STATED PROBLEM: Reproduce the records below, replacing every occurrence of "tree trunk" with "tree stem" and keeping everything else unchanged.

RECORDS SUPPLIED:
..............................
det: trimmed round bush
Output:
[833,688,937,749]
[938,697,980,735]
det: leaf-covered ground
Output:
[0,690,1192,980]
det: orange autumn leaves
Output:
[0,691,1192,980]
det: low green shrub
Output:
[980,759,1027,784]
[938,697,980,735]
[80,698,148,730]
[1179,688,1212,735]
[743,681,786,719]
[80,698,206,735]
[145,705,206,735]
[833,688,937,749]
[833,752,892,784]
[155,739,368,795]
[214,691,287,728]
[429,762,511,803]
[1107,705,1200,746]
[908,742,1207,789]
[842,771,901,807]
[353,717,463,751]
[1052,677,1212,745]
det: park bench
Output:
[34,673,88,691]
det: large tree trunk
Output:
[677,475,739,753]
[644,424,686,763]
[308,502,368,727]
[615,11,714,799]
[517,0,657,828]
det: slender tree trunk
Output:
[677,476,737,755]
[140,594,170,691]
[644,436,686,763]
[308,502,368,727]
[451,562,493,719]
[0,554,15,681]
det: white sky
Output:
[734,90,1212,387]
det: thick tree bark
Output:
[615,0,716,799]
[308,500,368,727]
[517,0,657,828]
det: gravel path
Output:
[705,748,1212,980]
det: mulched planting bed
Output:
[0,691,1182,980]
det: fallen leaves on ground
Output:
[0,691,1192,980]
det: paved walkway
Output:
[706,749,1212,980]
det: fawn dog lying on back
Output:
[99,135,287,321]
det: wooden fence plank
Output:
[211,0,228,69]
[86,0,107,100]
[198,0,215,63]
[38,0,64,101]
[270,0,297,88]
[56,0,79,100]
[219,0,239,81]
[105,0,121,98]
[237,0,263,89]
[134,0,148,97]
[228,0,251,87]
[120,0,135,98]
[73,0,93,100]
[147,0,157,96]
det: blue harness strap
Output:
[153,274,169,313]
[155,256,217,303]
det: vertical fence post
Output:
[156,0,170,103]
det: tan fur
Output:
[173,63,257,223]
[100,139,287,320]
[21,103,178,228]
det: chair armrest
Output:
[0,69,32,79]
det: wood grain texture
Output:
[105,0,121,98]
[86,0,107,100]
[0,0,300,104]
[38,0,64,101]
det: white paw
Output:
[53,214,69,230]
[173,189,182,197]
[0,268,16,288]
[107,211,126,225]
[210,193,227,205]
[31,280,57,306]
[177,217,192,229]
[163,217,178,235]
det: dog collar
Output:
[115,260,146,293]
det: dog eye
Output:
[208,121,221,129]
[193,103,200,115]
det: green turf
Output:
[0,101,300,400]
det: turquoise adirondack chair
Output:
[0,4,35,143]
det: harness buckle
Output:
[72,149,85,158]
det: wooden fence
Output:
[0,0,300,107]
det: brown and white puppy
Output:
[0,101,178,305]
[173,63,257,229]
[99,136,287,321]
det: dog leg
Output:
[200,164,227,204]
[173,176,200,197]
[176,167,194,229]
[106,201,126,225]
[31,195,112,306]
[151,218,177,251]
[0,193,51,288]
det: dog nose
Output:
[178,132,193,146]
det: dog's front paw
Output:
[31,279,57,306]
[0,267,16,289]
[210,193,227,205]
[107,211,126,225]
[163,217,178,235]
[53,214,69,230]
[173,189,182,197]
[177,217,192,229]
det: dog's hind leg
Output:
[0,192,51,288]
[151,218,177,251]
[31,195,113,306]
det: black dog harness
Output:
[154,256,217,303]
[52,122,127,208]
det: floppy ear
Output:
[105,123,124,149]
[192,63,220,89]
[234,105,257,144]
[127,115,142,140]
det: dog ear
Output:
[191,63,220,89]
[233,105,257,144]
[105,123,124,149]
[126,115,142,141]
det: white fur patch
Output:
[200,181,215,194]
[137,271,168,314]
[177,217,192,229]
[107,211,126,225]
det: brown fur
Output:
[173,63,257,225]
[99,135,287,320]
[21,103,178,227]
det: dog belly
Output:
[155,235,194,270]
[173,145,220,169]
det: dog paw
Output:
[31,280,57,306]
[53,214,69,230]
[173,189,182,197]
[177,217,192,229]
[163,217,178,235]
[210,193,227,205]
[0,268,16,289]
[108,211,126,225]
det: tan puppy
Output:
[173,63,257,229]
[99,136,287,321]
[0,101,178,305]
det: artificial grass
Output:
..............................
EXERCISE RESPONSE:
det: trimmed round bush
Output:
[833,688,937,749]
[938,697,980,735]
det: leaf-covered ground
Output:
[0,690,1192,980]
det: orange autumn leaves
Output:
[0,691,1192,980]
det: low green shrub
Output:
[980,759,1027,784]
[938,697,980,735]
[80,698,148,730]
[1179,688,1212,735]
[743,681,786,719]
[80,698,206,735]
[145,705,206,735]
[833,688,937,749]
[833,752,892,784]
[155,739,368,795]
[214,691,287,728]
[429,762,511,803]
[1107,705,1200,746]
[908,742,1207,789]
[842,771,901,807]
[353,717,463,751]
[1052,677,1212,745]
det: park bench
Output:
[34,673,88,691]
det: large tree stem
Output:
[677,475,739,753]
[644,424,686,763]
[308,502,368,727]
[615,11,714,799]
[517,0,657,828]
det: slender tree stem
Output:
[677,476,737,755]
[140,594,170,691]
[644,436,686,763]
[308,502,368,727]
[451,562,493,719]
[0,554,15,681]
det: white sky
Output:
[734,90,1212,387]
det: thick tree bark
Output:
[615,0,716,799]
[308,500,368,727]
[517,0,657,828]
det: gravel path
Output:
[705,748,1212,980]
det: mulched planting bed
Output:
[0,691,1182,980]
det: fallen leaves on ground
Output:
[0,691,1192,980]
det: paved walkway
Output:
[706,749,1212,980]
det: fawn dog lying on back
Output:
[99,135,287,321]
det: wooden fence plank
Output:
[211,0,228,69]
[86,0,107,100]
[198,0,215,63]
[38,0,64,101]
[270,0,297,88]
[56,0,79,100]
[219,0,239,81]
[105,0,121,98]
[237,0,263,89]
[134,0,148,97]
[228,0,251,87]
[120,0,135,98]
[73,0,93,100]
[147,0,157,96]
det: blue harness strap
Output:
[153,274,169,313]
[155,256,217,303]
det: vertical fence post
Output:
[156,0,170,103]
det: tan fur
Output:
[173,63,257,223]
[100,139,287,320]
[21,103,178,228]
det: chair armrest
Output:
[0,69,32,79]
det: wood grain texture
Output:
[105,0,121,98]
[86,0,107,100]
[0,0,300,104]
[38,0,64,101]
det: white paw
Output:
[53,214,69,230]
[173,189,182,197]
[0,268,16,288]
[107,211,126,225]
[210,193,227,205]
[31,280,57,306]
[177,217,192,229]
[163,217,178,235]
det: dog collar
Output:
[115,260,146,293]
det: dog eye
Output:
[208,121,221,129]
[193,103,200,115]
det: green turf
Output:
[0,101,300,400]
det: turquoise adirondack chair
Output:
[0,4,35,143]
det: harness buckle
Output:
[72,149,85,158]
det: wooden fence
Output:
[0,0,300,107]
det: brown and white puppy
Output:
[0,101,178,305]
[173,63,257,229]
[99,136,287,321]
det: dog leg
Output:
[200,164,227,204]
[173,176,200,197]
[176,167,194,229]
[106,201,126,225]
[31,195,112,306]
[151,218,177,251]
[0,193,51,288]
det: dog nose
Output:
[178,132,193,146]
det: dog's front paw
Output:
[31,279,57,306]
[0,267,16,289]
[210,193,227,205]
[107,211,126,225]
[163,217,178,235]
[53,214,69,230]
[173,189,182,197]
[177,217,192,229]
det: dog's hind leg
Output:
[0,192,51,288]
[151,218,177,251]
[31,195,113,306]
det: black dog harness
Output:
[154,256,217,303]
[52,122,127,208]
det: floppy ear
Output:
[105,123,124,149]
[192,63,220,89]
[234,105,257,144]
[127,115,142,140]
det: dog ear
Output:
[191,63,220,89]
[233,105,257,144]
[105,123,124,149]
[126,115,142,141]
det: white fur patch
Output:
[200,181,215,194]
[137,271,168,314]
[177,217,192,229]
[107,211,126,225]
det: brown fur
Output:
[173,63,257,225]
[99,135,287,320]
[21,103,178,227]
det: dog belly
Output:
[155,235,194,270]
[173,145,220,169]
det: dog paw
Output:
[31,280,57,306]
[53,214,69,230]
[173,189,182,197]
[177,217,192,229]
[163,217,178,235]
[210,193,227,205]
[0,268,16,289]
[108,211,126,225]
det: tan puppy
Output:
[173,63,257,229]
[99,136,287,321]
[0,101,178,305]
det: artificial grass
Output:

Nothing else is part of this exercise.